About this task
Starting with the line that holds "Target: dog's tongue" and stopping after the line that holds "Target: blue backpack", repeat the lines below word for word, without the pictures.

Information shown
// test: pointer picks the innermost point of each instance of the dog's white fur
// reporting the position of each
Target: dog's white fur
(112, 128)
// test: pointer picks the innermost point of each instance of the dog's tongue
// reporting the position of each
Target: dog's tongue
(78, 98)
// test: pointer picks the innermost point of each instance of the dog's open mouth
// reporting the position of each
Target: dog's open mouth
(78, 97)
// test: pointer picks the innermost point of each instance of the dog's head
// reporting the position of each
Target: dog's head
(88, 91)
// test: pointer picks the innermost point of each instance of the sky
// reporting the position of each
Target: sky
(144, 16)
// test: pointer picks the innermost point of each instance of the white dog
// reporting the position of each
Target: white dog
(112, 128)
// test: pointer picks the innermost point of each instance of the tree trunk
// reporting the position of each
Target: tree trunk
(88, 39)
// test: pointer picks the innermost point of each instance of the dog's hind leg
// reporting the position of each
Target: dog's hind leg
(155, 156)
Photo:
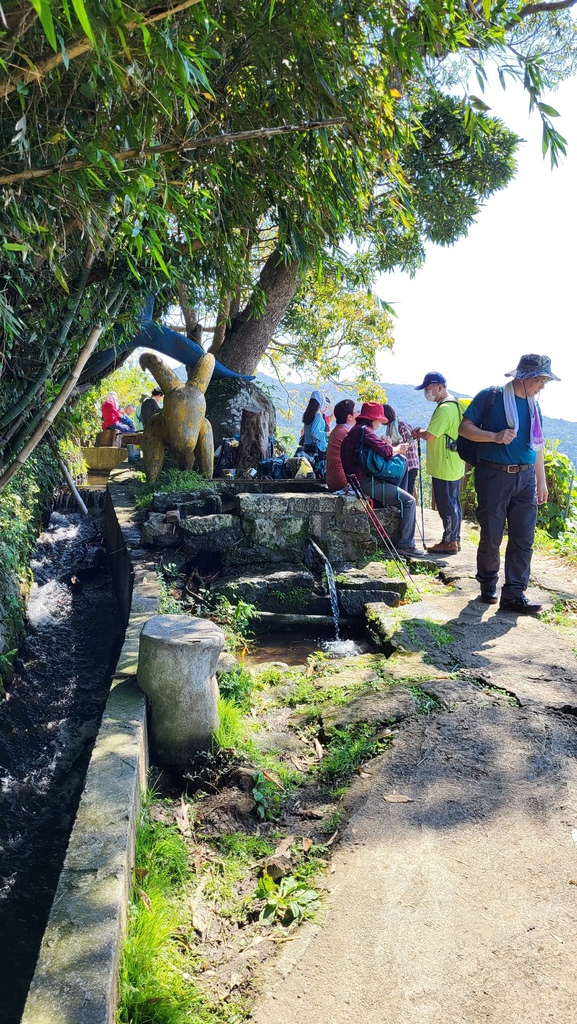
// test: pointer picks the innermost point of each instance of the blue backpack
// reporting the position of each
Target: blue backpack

* * *

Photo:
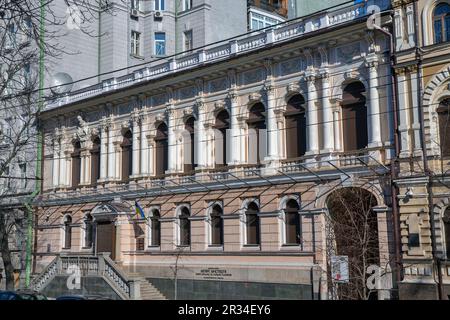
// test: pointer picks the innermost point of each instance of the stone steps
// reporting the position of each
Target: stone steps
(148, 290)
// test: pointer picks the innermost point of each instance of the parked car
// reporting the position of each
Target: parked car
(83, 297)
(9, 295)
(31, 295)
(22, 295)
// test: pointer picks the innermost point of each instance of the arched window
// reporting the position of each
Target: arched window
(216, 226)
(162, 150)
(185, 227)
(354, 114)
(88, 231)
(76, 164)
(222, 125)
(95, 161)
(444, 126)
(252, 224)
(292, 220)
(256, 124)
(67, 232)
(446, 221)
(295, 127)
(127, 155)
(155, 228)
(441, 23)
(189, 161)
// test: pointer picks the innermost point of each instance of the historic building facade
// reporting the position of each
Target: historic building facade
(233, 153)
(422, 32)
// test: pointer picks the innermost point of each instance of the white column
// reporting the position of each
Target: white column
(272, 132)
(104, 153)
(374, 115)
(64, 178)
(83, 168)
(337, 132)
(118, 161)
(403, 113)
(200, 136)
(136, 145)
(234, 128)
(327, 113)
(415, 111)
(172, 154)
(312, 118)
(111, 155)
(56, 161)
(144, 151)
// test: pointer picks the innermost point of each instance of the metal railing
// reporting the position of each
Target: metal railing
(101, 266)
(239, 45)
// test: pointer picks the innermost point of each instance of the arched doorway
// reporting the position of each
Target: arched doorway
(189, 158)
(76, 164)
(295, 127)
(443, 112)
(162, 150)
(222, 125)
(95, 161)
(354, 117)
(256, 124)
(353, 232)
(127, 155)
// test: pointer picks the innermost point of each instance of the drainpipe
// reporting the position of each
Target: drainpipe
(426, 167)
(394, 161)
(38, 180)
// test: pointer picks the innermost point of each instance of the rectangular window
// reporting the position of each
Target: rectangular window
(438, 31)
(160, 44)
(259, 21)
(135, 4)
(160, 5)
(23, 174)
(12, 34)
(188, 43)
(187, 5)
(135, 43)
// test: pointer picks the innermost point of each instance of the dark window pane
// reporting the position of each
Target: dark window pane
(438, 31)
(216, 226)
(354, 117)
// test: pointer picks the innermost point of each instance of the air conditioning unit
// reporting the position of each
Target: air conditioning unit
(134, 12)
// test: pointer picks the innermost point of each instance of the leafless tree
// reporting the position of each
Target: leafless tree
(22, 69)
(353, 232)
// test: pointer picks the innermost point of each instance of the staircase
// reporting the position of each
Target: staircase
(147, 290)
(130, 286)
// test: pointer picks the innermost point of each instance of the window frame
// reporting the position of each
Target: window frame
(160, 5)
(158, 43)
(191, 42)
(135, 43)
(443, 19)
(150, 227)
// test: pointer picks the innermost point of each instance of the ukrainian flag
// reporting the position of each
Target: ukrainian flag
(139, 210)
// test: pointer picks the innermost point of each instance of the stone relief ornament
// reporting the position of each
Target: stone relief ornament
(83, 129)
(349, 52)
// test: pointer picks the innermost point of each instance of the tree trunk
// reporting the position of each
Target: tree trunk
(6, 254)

Reply
Target: dog's tongue
(78, 98)
// test: pointer picks the innermost point of each instance of the dog's open mouth
// reporting the position of each
Target: dog's open mouth
(78, 97)
// test: pointer picks the innermost point of each instance of the dog's head
// reporting the position of each
Target: dog's head
(88, 91)
// test: pointer picks the innermost point of each instance of the sky
// reporting the position of each
Target: sky
(144, 16)
// test: pointer picks the innermost point of each instance of the white dog
// reporting the position of each
Target: white dog
(112, 128)
// test: pointer picks the innermost point of each instance of the tree trunk
// reporting the position of each
Target: tree trunk
(88, 39)
// test: pointer picks the innermost point of each instance of the dog's hind leg
// reporting the position of each
Target: dog's hind leg
(155, 156)
Photo:
// test: pointer picks the innermost point of each instance of the blue backpack
// reporting the position of each
Target: blue backpack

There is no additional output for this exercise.